─── DATA

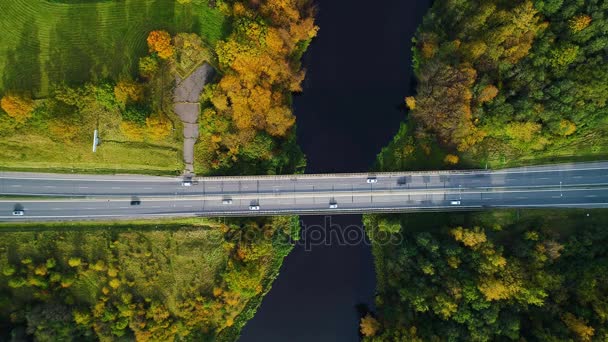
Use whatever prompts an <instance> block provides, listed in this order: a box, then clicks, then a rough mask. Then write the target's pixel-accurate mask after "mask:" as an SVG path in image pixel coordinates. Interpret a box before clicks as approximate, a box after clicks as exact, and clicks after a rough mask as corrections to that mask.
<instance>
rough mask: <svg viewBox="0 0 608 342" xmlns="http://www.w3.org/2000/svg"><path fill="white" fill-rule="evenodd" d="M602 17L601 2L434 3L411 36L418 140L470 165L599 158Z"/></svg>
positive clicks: (603, 92) (605, 100) (605, 129)
mask: <svg viewBox="0 0 608 342" xmlns="http://www.w3.org/2000/svg"><path fill="white" fill-rule="evenodd" d="M607 13H608V4H607V3H606V2H605V1H602V0H586V1H577V0H546V1H545V0H535V1H532V0H527V1H497V0H496V1H495V0H490V1H457V0H443V1H436V2H435V4H434V5H433V8H432V9H431V11H430V13H429V14H428V15H427V16H426V17H425V19H424V22H423V24H422V25H421V27H420V28H419V30H418V33H417V34H416V37H415V39H414V44H415V47H414V61H413V63H414V70H415V74H416V79H417V81H418V85H417V88H416V95H415V96H409V97H407V98H406V103H407V105H408V107H409V109H410V117H411V119H412V120H413V121H414V122H416V127H415V128H414V129H413V130H414V131H415V133H414V134H415V136H416V138H417V139H418V140H419V141H420V142H421V144H428V142H429V141H437V142H438V143H439V144H440V145H441V146H442V147H443V148H444V149H446V150H447V151H451V152H452V153H457V154H460V155H461V159H462V160H463V161H467V162H469V163H470V164H473V165H480V164H482V165H483V164H485V163H486V162H488V163H489V164H490V165H493V166H504V165H515V164H521V163H522V162H525V161H535V160H536V161H538V160H541V161H542V160H544V159H547V157H552V158H558V157H564V158H570V159H572V158H581V157H584V158H587V159H589V158H598V157H600V156H605V155H606V152H607V149H606V147H607V144H608V137H607V132H608V107H607V106H606V99H608V85H607V84H606V82H605V80H606V79H608V64H607V63H606V54H607V52H606V51H607V49H608V18H607V17H606V15H607Z"/></svg>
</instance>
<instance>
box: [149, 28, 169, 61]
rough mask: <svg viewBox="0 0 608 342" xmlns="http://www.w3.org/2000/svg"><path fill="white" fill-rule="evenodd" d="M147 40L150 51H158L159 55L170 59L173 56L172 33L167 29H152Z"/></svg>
mask: <svg viewBox="0 0 608 342" xmlns="http://www.w3.org/2000/svg"><path fill="white" fill-rule="evenodd" d="M147 41H148V48H149V50H150V52H153V53H157V54H158V57H160V58H162V59H168V58H170V57H172V56H173V53H174V49H173V46H172V45H171V35H169V33H168V32H167V31H151V32H150V33H149V34H148V39H147Z"/></svg>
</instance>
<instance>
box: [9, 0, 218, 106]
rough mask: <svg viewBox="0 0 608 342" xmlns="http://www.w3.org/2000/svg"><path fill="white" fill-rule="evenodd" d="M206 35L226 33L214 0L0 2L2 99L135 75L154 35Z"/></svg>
mask: <svg viewBox="0 0 608 342" xmlns="http://www.w3.org/2000/svg"><path fill="white" fill-rule="evenodd" d="M157 29H164V30H167V31H169V32H170V33H172V34H174V33H177V32H194V33H198V34H200V35H201V37H203V39H205V40H206V41H207V42H208V43H209V44H214V43H215V42H216V41H217V40H219V39H220V38H222V36H223V35H224V34H225V32H226V25H225V19H224V16H223V15H222V14H221V13H220V12H219V11H218V10H216V9H213V8H210V7H209V6H208V5H207V1H206V0H194V1H193V2H192V3H191V4H187V5H181V4H178V3H177V2H176V1H175V0H120V1H100V2H93V3H90V2H89V3H75V4H64V3H54V2H47V1H44V0H1V1H0V31H1V32H2V39H0V75H1V79H0V93H5V92H7V91H32V92H33V94H34V95H35V96H37V97H45V96H47V95H48V93H49V89H50V85H52V84H56V83H67V84H68V85H80V84H82V83H84V82H87V81H96V80H101V79H107V78H112V79H117V78H119V77H121V76H125V75H135V73H136V71H137V63H138V59H139V58H140V57H142V56H143V55H145V54H146V53H147V45H146V37H147V34H148V33H149V32H150V31H152V30H157Z"/></svg>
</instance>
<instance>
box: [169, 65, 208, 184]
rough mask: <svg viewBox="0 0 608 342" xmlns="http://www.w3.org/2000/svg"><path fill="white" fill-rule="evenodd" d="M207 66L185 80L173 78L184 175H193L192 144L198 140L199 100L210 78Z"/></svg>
mask: <svg viewBox="0 0 608 342" xmlns="http://www.w3.org/2000/svg"><path fill="white" fill-rule="evenodd" d="M212 73H213V68H212V67H211V66H210V65H209V64H206V63H205V64H203V65H201V66H200V67H198V68H197V69H196V70H195V71H194V72H193V73H192V74H190V76H188V77H187V78H186V79H183V80H182V79H181V77H179V76H177V75H176V76H175V91H174V94H173V96H174V99H173V102H174V105H173V108H174V111H175V113H176V114H177V115H178V116H179V118H180V119H181V120H182V123H183V124H184V164H185V170H184V174H186V175H191V174H194V144H195V143H196V140H197V139H198V117H199V115H200V112H201V107H200V102H199V98H200V96H201V93H202V92H203V87H204V86H205V84H206V83H207V81H208V80H209V79H210V78H211V75H212Z"/></svg>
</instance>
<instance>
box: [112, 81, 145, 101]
mask: <svg viewBox="0 0 608 342" xmlns="http://www.w3.org/2000/svg"><path fill="white" fill-rule="evenodd" d="M114 95H115V96H116V101H118V103H120V104H121V105H122V106H123V107H124V106H125V105H126V104H127V103H134V102H140V101H141V100H143V97H144V87H143V85H141V84H139V83H137V82H134V81H130V80H122V81H120V82H118V83H117V84H116V86H115V87H114Z"/></svg>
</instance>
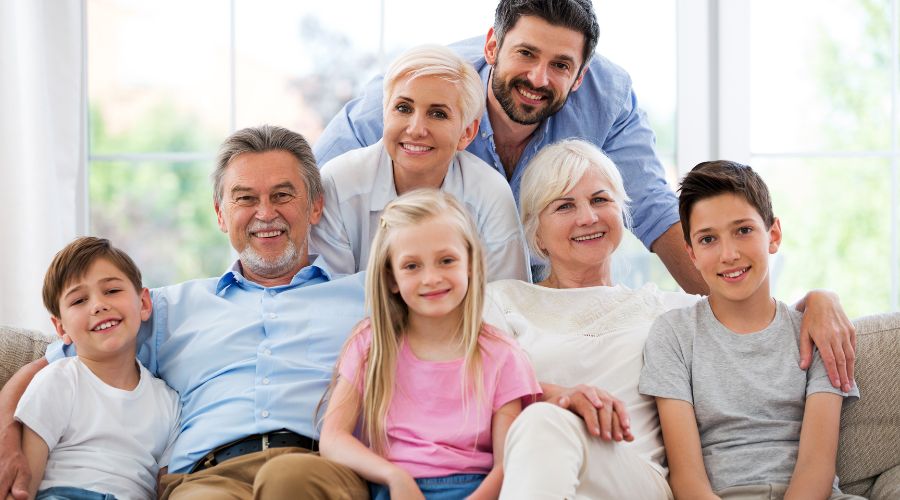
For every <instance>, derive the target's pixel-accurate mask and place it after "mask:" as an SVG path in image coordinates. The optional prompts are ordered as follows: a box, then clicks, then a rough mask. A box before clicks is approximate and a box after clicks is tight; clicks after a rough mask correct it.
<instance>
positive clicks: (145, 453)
mask: <svg viewBox="0 0 900 500" xmlns="http://www.w3.org/2000/svg"><path fill="white" fill-rule="evenodd" d="M138 366H140V381H139V382H138V385H137V387H135V388H134V390H131V391H125V390H122V389H117V388H115V387H111V386H109V385H107V384H106V383H104V382H103V381H102V380H100V379H99V378H98V377H97V376H96V375H94V373H93V372H92V371H91V370H90V369H89V368H88V367H87V366H85V365H84V364H83V363H82V362H81V360H80V359H79V358H77V357H73V358H66V359H62V360H59V361H56V362H54V363H51V364H50V365H49V366H48V367H46V368H44V369H43V370H41V371H40V372H38V374H37V375H36V376H35V377H34V380H32V382H31V384H29V386H28V388H27V389H26V390H25V394H23V395H22V399H21V400H20V401H19V405H18V407H16V413H15V418H16V420H18V421H20V422H22V423H23V424H24V425H27V426H28V427H29V428H31V429H32V430H33V431H34V432H35V433H36V434H37V435H38V436H40V437H41V439H43V440H44V442H46V443H47V447H48V448H49V449H50V454H49V456H48V458H47V467H46V469H45V471H44V479H43V480H42V481H41V484H40V486H39V489H40V490H43V489H46V488H51V487H54V486H71V487H77V488H84V489H88V490H91V491H96V492H99V493H110V494H112V495H115V496H116V498H120V499H126V498H146V499H150V498H156V476H157V473H158V472H159V468H160V467H163V466H166V465H168V461H169V448H170V446H171V444H172V442H173V441H174V440H175V436H176V435H177V434H178V421H179V417H180V413H181V406H180V404H179V400H178V393H176V392H175V391H173V390H172V389H170V388H169V386H167V385H166V383H165V382H163V381H162V380H160V379H158V378H155V377H153V375H151V374H150V372H148V371H147V369H146V368H144V367H143V365H141V364H140V363H138Z"/></svg>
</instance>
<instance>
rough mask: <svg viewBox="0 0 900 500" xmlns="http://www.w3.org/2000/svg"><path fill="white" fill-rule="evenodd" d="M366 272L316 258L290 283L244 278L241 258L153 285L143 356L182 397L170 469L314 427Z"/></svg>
mask: <svg viewBox="0 0 900 500" xmlns="http://www.w3.org/2000/svg"><path fill="white" fill-rule="evenodd" d="M364 281H365V277H364V275H363V274H362V273H360V274H356V275H353V276H348V277H346V278H341V279H336V280H333V281H332V280H331V277H330V275H329V272H328V271H327V270H326V268H325V267H324V263H323V262H322V259H321V258H317V259H316V260H315V261H314V263H313V264H312V265H311V266H307V267H305V268H303V269H301V270H300V271H299V272H298V273H297V274H296V275H295V276H294V278H293V280H292V281H291V283H290V284H287V285H284V286H277V287H271V288H266V287H262V286H260V285H258V284H256V283H254V282H252V281H250V280H247V279H246V278H244V277H243V276H242V275H241V272H240V266H239V265H238V264H237V263H235V265H234V267H232V269H231V270H230V271H228V272H226V273H225V274H224V275H222V277H221V278H218V279H216V278H209V279H202V280H193V281H187V282H185V283H181V284H178V285H172V286H167V287H162V288H156V289H153V290H152V291H151V297H152V300H153V314H152V315H151V317H150V320H149V321H146V322H144V323H143V324H142V325H141V329H140V332H139V333H138V359H140V361H141V362H142V363H143V364H144V366H146V367H147V368H148V369H149V370H150V371H151V372H152V373H153V374H154V375H156V376H158V377H160V378H162V379H163V380H165V381H166V383H168V384H169V386H171V387H172V388H173V389H175V390H176V391H178V394H179V395H180V397H181V404H182V411H181V417H182V420H181V434H179V436H178V438H177V439H176V441H175V446H174V448H173V450H172V460H171V463H170V464H169V472H187V470H188V469H190V467H191V466H192V465H193V464H194V463H195V462H196V461H198V460H200V458H201V457H203V455H205V454H206V453H208V452H209V451H210V450H212V449H213V448H215V447H217V446H220V445H222V444H225V443H228V442H231V441H234V440H237V439H240V438H243V437H246V436H249V435H251V434H257V433H264V432H269V431H274V430H278V429H282V428H285V429H289V430H291V431H294V432H297V433H299V434H304V435H306V436H310V437H313V438H316V437H318V431H317V430H316V427H315V425H314V421H313V413H314V411H315V408H316V405H317V404H318V403H319V400H320V399H321V397H322V394H324V392H325V389H326V387H327V386H328V383H329V381H330V379H331V375H332V371H333V368H334V364H335V362H336V360H337V358H338V354H339V353H340V350H341V347H342V346H343V344H344V341H345V340H346V339H347V337H348V335H349V333H350V331H351V330H352V328H353V327H354V326H355V324H356V323H357V322H358V321H359V320H361V319H362V318H363V314H364V296H365V292H364ZM64 350H65V352H64ZM63 355H74V349H70V348H65V349H63V347H62V345H61V343H60V342H56V343H54V344H52V345H51V346H50V347H49V348H48V351H47V359H48V360H50V361H53V360H55V359H59V358H60V357H62V356H63ZM147 418H153V416H152V415H148V416H147Z"/></svg>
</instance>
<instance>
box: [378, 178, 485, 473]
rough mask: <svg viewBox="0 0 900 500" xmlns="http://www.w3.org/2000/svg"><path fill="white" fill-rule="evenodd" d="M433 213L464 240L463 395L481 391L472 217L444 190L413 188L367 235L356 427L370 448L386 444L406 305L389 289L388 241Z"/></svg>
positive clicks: (478, 309) (474, 262)
mask: <svg viewBox="0 0 900 500" xmlns="http://www.w3.org/2000/svg"><path fill="white" fill-rule="evenodd" d="M438 216H445V217H447V218H448V219H449V220H450V221H451V223H452V224H454V225H455V226H456V227H457V229H458V230H459V234H460V235H461V236H462V237H463V240H464V241H465V243H466V249H467V251H468V258H469V288H468V291H467V292H466V295H465V297H464V298H463V301H462V314H461V315H460V322H459V325H458V326H457V331H458V339H459V342H460V344H461V345H462V346H463V348H464V351H465V362H464V367H465V371H464V373H463V401H464V402H465V401H468V397H469V395H470V394H472V392H473V391H471V390H469V389H470V388H474V394H476V395H477V396H479V397H480V396H481V394H482V392H483V388H482V387H481V386H482V383H481V377H482V375H481V373H482V370H481V366H482V365H481V351H480V349H479V346H478V335H479V332H480V331H481V327H482V313H483V307H484V287H485V277H484V276H485V274H484V268H485V265H484V252H483V250H482V248H481V242H480V240H479V239H478V232H477V230H476V228H475V223H474V222H473V221H472V217H471V216H470V215H469V213H468V212H467V211H466V210H465V208H463V206H462V205H461V204H460V203H459V202H458V201H456V199H455V198H454V197H453V196H452V195H449V194H447V193H444V192H442V191H438V190H436V189H416V190H413V191H410V192H408V193H406V194H404V195H403V196H400V197H399V198H397V199H396V200H394V201H393V202H391V203H389V204H388V206H387V207H385V209H384V212H383V214H382V215H381V224H380V227H379V228H378V231H377V232H376V234H375V238H374V239H373V241H372V251H371V255H370V256H369V264H368V266H367V268H366V269H368V271H367V272H368V276H367V279H366V308H367V309H368V310H369V311H370V312H371V330H372V343H371V346H370V347H369V352H368V359H367V363H366V370H365V379H364V383H363V398H362V411H361V418H362V425H361V428H362V431H363V434H364V436H365V437H366V438H367V439H368V441H369V446H371V448H372V449H373V450H375V452H376V453H379V454H382V455H383V454H385V452H386V450H387V430H386V428H385V421H386V418H387V411H388V408H390V404H391V398H392V397H393V388H394V381H395V377H396V367H397V358H398V353H399V351H400V335H401V334H402V333H403V332H404V330H405V329H406V327H407V321H408V315H409V309H408V307H407V305H406V303H405V302H403V299H402V298H401V297H400V294H399V293H393V292H392V291H391V280H392V278H391V241H392V239H393V238H392V236H393V234H394V233H395V230H396V229H398V228H403V227H409V226H415V225H419V224H424V223H427V222H428V221H429V220H430V219H433V218H435V217H438Z"/></svg>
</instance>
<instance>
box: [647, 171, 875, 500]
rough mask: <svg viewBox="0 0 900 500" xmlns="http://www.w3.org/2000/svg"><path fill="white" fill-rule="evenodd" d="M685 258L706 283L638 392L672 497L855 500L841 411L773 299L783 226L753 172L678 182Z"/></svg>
mask: <svg viewBox="0 0 900 500" xmlns="http://www.w3.org/2000/svg"><path fill="white" fill-rule="evenodd" d="M679 212H680V215H681V222H682V226H683V229H684V239H685V242H686V244H687V251H688V254H689V255H690V257H691V260H692V261H693V263H694V266H695V267H696V268H697V270H698V271H700V274H701V276H703V280H704V281H706V284H707V285H708V286H709V297H708V298H705V299H702V300H700V301H699V302H698V303H697V304H696V305H694V306H691V307H687V308H684V309H675V310H672V311H669V312H667V313H664V314H662V315H661V316H659V317H658V318H657V320H656V321H655V322H654V324H653V326H652V327H651V329H650V334H649V336H648V338H647V342H646V344H645V345H644V367H643V370H642V371H641V380H640V385H639V390H640V392H641V393H642V394H645V395H649V396H655V397H656V404H657V407H658V409H659V419H660V425H661V427H662V434H663V441H664V443H665V448H666V457H667V458H668V465H669V483H670V484H671V486H672V491H673V492H674V494H675V497H676V498H691V499H704V498H722V499H741V500H747V499H760V500H763V499H765V500H769V499H781V498H788V499H792V498H819V499H825V498H830V499H832V500H836V499H849V498H859V497H853V496H850V495H843V494H842V493H841V492H840V490H838V488H837V483H838V482H837V478H836V477H835V457H836V454H837V444H838V430H839V427H840V417H841V405H842V403H843V401H844V399H845V398H847V399H848V400H854V399H857V398H858V397H859V391H858V389H857V388H856V387H852V388H851V387H845V388H844V389H845V390H846V392H843V391H841V390H840V389H835V388H834V387H832V385H831V382H830V381H829V380H828V375H827V373H826V371H825V366H824V364H823V363H822V359H821V358H820V357H819V355H818V352H816V353H815V354H814V358H813V362H812V364H811V366H810V368H809V370H807V371H804V370H803V369H801V368H800V366H799V365H800V347H799V338H800V320H801V313H799V312H797V311H795V310H794V309H792V308H790V307H788V306H787V305H785V304H784V303H782V302H779V301H776V300H775V299H773V298H772V295H771V293H770V289H769V254H774V253H775V252H776V251H777V250H778V247H779V245H780V244H781V223H780V222H779V221H778V219H777V218H776V217H775V216H774V215H773V213H772V203H771V200H770V197H769V191H768V188H767V187H766V185H765V183H764V182H763V181H762V179H761V178H760V177H759V175H758V174H757V173H756V172H754V171H753V169H751V168H750V167H748V166H746V165H741V164H739V163H734V162H729V161H712V162H705V163H701V164H699V165H697V166H696V167H695V168H694V169H693V170H692V171H691V172H690V173H688V174H687V176H685V178H684V180H683V181H682V183H681V194H680V196H679Z"/></svg>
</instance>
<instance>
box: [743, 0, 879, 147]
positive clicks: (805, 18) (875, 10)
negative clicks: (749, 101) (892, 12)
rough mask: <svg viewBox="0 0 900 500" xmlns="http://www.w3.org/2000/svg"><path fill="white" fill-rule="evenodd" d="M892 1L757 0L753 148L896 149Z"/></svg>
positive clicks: (753, 35) (752, 28)
mask: <svg viewBox="0 0 900 500" xmlns="http://www.w3.org/2000/svg"><path fill="white" fill-rule="evenodd" d="M890 3H891V2H890V0H868V1H864V2H860V1H857V0H832V1H828V2H821V1H816V0H795V1H791V2H784V1H780V0H755V1H754V2H752V5H751V9H752V11H751V12H752V18H751V43H750V47H751V79H752V84H751V116H752V124H751V150H752V151H753V152H754V153H778V152H791V151H821V150H824V151H862V150H885V149H889V148H890V130H891V122H890V119H891V117H890V109H891V106H890V67H891V61H890V49H891V41H890V40H891V39H890V36H891V35H890V33H891V30H890V21H891V19H890Z"/></svg>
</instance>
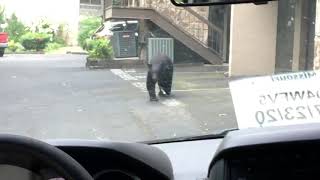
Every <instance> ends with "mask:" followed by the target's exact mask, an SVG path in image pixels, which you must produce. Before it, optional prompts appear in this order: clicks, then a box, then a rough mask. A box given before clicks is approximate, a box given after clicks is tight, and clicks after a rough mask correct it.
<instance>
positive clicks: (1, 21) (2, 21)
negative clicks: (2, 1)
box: [0, 6, 5, 31]
mask: <svg viewBox="0 0 320 180" xmlns="http://www.w3.org/2000/svg"><path fill="white" fill-rule="evenodd" d="M4 10H5V9H4V6H0V25H1V24H4V23H5V16H4ZM0 31H3V29H2V28H1V27H0Z"/></svg>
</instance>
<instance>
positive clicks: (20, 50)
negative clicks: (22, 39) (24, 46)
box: [8, 40, 23, 52]
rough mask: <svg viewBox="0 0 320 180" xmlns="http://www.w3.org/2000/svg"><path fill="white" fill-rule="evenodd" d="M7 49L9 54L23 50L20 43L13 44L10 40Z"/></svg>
mask: <svg viewBox="0 0 320 180" xmlns="http://www.w3.org/2000/svg"><path fill="white" fill-rule="evenodd" d="M8 49H9V51H11V52H17V51H18V50H20V51H21V50H22V49H23V46H22V45H21V44H20V43H18V42H14V41H13V40H11V41H9V44H8Z"/></svg>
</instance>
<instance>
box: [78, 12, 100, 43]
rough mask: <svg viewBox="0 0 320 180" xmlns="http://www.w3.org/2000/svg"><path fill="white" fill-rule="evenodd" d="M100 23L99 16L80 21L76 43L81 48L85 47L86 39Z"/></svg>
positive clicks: (94, 31)
mask: <svg viewBox="0 0 320 180" xmlns="http://www.w3.org/2000/svg"><path fill="white" fill-rule="evenodd" d="M100 25H101V18H99V17H88V18H86V19H84V20H81V21H80V25H79V26H80V30H79V36H78V43H79V45H80V46H81V47H82V48H84V47H85V43H86V40H87V39H90V38H91V37H92V35H93V34H94V33H95V31H96V30H97V29H98V28H99V27H100Z"/></svg>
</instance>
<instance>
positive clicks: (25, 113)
mask: <svg viewBox="0 0 320 180" xmlns="http://www.w3.org/2000/svg"><path fill="white" fill-rule="evenodd" d="M85 57H86V56H85V55H71V54H70V55H6V56H5V57H3V58H0V82H1V85H0V132H1V133H11V134H20V135H26V136H30V137H36V138H40V139H56V138H81V139H83V138H85V139H99V140H104V139H107V140H117V141H146V140H155V139H164V138H175V137H184V136H194V135H203V134H210V133H213V132H215V131H218V130H222V129H228V128H235V127H236V126H237V125H236V121H235V119H236V118H235V114H234V109H233V104H232V99H231V95H230V90H229V88H228V78H226V77H225V76H224V74H223V72H215V71H207V70H206V71H204V70H202V68H201V67H199V66H197V67H194V68H193V67H176V69H175V74H174V83H173V95H172V96H171V97H169V98H161V99H160V101H159V102H149V100H148V94H147V92H146V89H145V78H146V77H145V76H146V69H143V68H140V69H135V68H132V69H111V70H110V69H100V70H89V69H86V68H85Z"/></svg>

──────

How many lines in the rows above contain the string "before", with case counting? Give only the number.

3